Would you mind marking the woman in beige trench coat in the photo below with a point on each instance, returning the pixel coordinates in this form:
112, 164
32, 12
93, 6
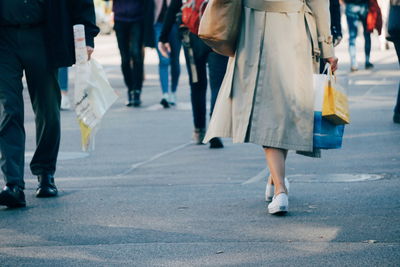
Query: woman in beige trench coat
267, 94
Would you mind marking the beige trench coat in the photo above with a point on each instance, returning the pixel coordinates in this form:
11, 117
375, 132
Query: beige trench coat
267, 97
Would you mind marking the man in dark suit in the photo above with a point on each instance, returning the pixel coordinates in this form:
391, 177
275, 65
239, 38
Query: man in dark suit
36, 37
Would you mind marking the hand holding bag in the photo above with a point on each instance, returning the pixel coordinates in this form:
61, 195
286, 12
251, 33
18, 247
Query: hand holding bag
326, 135
220, 25
335, 106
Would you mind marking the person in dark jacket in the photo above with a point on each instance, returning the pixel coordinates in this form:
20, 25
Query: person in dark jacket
394, 36
357, 11
130, 23
198, 55
36, 37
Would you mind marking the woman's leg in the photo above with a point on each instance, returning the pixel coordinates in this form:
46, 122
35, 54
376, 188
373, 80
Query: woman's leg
163, 64
276, 162
175, 42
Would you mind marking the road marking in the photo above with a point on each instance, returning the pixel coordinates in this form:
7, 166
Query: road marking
259, 177
371, 134
159, 155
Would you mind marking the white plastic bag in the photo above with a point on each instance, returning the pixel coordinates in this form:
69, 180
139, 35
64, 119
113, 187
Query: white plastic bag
93, 97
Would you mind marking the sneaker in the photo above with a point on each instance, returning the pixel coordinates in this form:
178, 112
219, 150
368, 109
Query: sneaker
270, 189
369, 66
279, 204
216, 143
136, 98
396, 117
172, 99
198, 135
129, 101
65, 103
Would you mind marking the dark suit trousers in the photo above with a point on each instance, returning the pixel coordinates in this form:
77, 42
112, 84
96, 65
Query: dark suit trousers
23, 49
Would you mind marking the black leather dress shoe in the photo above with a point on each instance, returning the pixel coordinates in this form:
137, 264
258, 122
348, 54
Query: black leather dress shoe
12, 197
46, 187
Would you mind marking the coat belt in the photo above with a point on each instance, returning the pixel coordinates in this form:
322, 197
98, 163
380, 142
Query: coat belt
289, 6
277, 6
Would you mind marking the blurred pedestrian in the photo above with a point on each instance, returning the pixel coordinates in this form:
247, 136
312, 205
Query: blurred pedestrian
394, 36
384, 5
266, 101
198, 56
168, 93
63, 83
36, 37
356, 12
129, 26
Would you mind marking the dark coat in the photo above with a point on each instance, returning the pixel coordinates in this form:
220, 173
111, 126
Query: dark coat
61, 15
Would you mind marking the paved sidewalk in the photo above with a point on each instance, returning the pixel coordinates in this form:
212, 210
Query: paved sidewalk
147, 196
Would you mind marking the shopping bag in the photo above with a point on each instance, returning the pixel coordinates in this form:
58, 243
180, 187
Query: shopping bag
93, 97
335, 104
326, 135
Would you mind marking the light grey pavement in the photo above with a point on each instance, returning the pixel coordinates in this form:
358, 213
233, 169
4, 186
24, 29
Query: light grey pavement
147, 196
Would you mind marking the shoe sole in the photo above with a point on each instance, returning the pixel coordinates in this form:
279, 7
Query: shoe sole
278, 210
10, 202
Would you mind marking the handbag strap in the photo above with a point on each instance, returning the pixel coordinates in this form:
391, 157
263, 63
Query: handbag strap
277, 6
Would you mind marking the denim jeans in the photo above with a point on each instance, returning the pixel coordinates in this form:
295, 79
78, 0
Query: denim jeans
172, 61
203, 56
130, 44
356, 13
63, 78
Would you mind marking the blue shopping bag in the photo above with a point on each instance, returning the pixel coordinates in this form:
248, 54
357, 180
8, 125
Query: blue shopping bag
326, 135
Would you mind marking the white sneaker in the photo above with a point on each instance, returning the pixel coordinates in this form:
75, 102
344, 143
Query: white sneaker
65, 103
279, 204
270, 189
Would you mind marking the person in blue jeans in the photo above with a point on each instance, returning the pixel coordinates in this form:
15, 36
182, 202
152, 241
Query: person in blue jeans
198, 56
168, 96
356, 12
63, 83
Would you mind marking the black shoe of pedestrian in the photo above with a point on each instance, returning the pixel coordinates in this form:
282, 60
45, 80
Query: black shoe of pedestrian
216, 143
396, 117
46, 187
12, 197
136, 98
129, 102
164, 103
369, 66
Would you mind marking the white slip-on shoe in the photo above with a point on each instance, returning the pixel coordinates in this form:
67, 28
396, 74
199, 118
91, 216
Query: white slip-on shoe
269, 189
279, 204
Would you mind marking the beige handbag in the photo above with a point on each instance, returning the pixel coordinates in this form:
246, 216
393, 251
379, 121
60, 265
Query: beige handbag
220, 25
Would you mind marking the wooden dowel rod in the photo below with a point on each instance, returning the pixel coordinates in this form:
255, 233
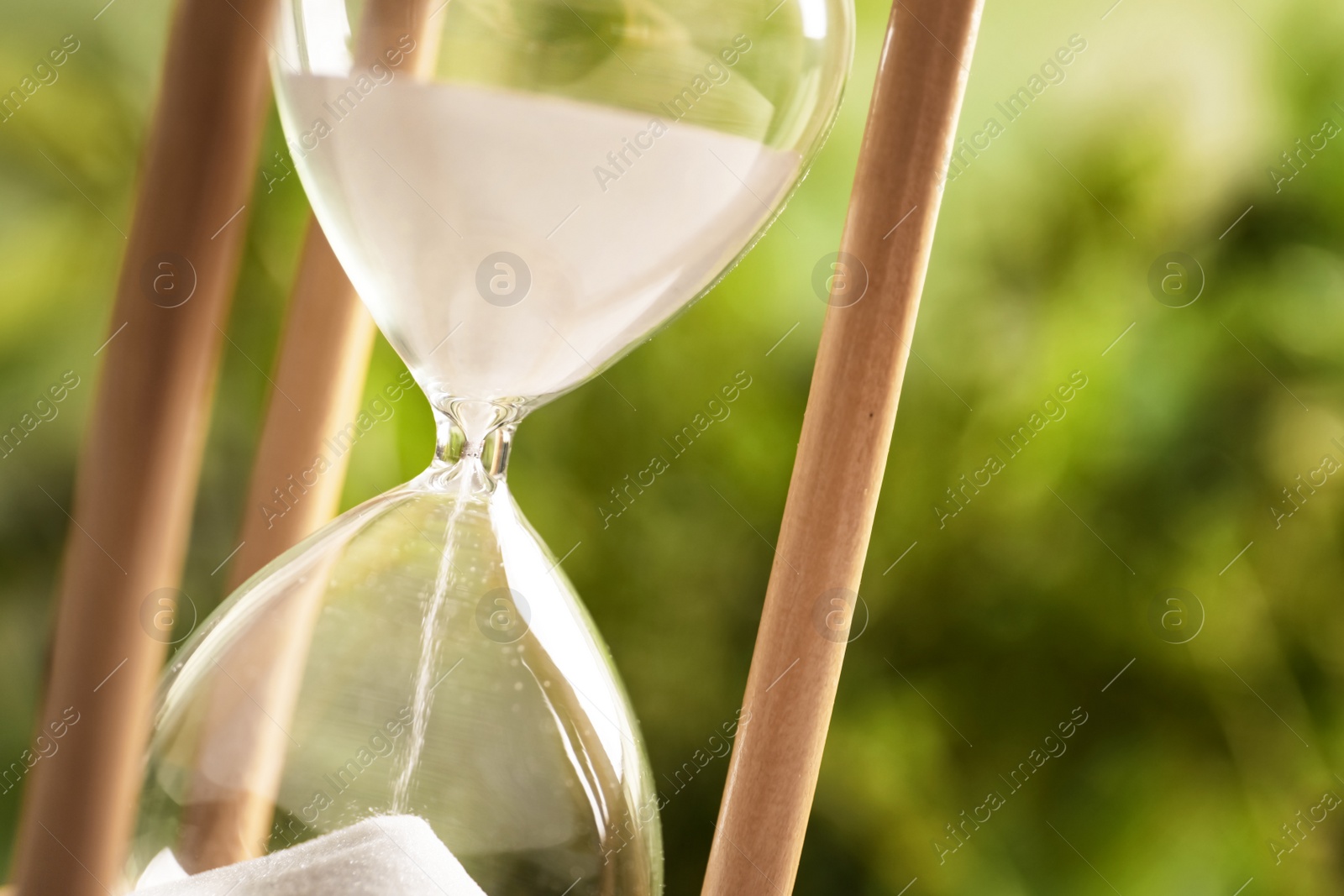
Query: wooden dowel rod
324, 349
319, 382
843, 449
139, 466
296, 486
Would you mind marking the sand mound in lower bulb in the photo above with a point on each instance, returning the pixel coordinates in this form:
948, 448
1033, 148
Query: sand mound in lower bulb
389, 856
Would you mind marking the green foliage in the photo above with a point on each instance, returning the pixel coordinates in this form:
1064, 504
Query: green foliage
996, 622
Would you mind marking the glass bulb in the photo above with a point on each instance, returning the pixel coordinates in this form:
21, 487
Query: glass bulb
413, 699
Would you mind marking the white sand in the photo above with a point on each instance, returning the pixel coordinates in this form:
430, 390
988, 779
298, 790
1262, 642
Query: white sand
420, 183
389, 856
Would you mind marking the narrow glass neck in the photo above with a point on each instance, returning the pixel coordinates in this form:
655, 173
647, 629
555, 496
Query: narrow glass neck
491, 450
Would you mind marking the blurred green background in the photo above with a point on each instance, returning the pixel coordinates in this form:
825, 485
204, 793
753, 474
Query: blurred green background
998, 624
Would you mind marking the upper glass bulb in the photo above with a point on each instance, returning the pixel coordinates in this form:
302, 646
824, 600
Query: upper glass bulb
414, 700
523, 188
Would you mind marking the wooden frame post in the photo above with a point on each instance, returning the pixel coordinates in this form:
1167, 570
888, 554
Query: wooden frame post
843, 452
139, 468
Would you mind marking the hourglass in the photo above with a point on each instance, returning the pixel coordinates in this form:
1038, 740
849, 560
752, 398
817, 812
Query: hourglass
414, 700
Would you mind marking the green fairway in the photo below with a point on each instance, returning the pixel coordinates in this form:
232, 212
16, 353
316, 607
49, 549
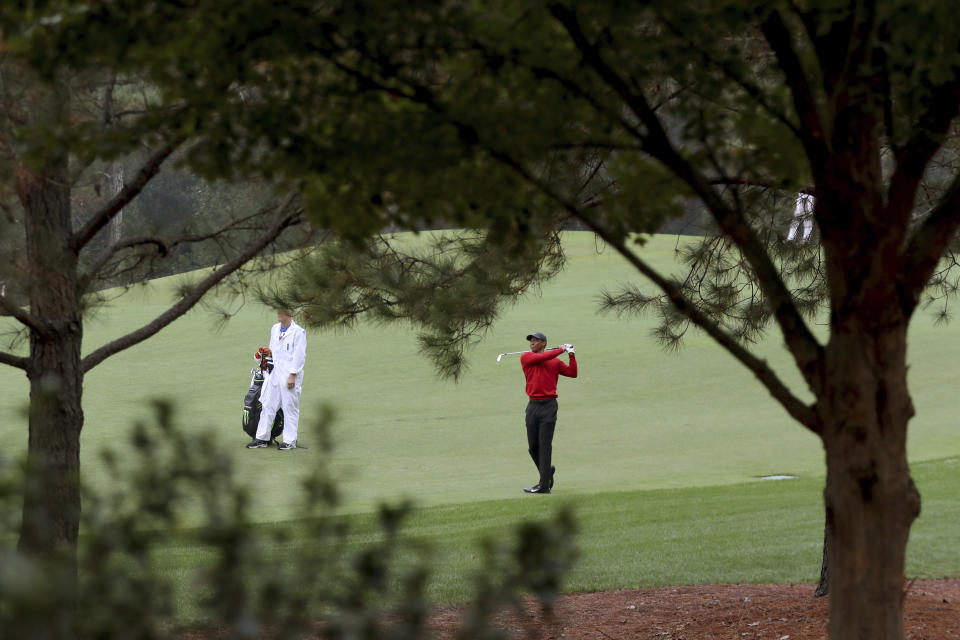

• _DESCRIPTION OF THE TASK_
Could you output the lines of the items as a Markdown table with the columns Row and Line, starting at the line that contains "Would you mind marking the hourglass" and ending at the last line of the items? Skip blank lines and leave out the pictures.

• _RESULT BELOW_
| Row | Line |
|---|---|
| 1 | Would you mind marking the hourglass in the photo above with a point on each instance, returning the pixel coordinates in this form: |
| 2 | 1038, 740 |
| 3 | 849, 560 |
| 4 | 752, 398 |
| 5 | 817, 812 |
| 6 | Query: hourglass |
| 7 | 414, 700 |
| 8 | Would you mind marking the green fairway in the photo below with a point on each instance, returning the pixel coordinates in this form: |
| 9 | 232, 212 |
| 10 | 16, 353 |
| 11 | 316, 607 |
| 12 | 49, 549 |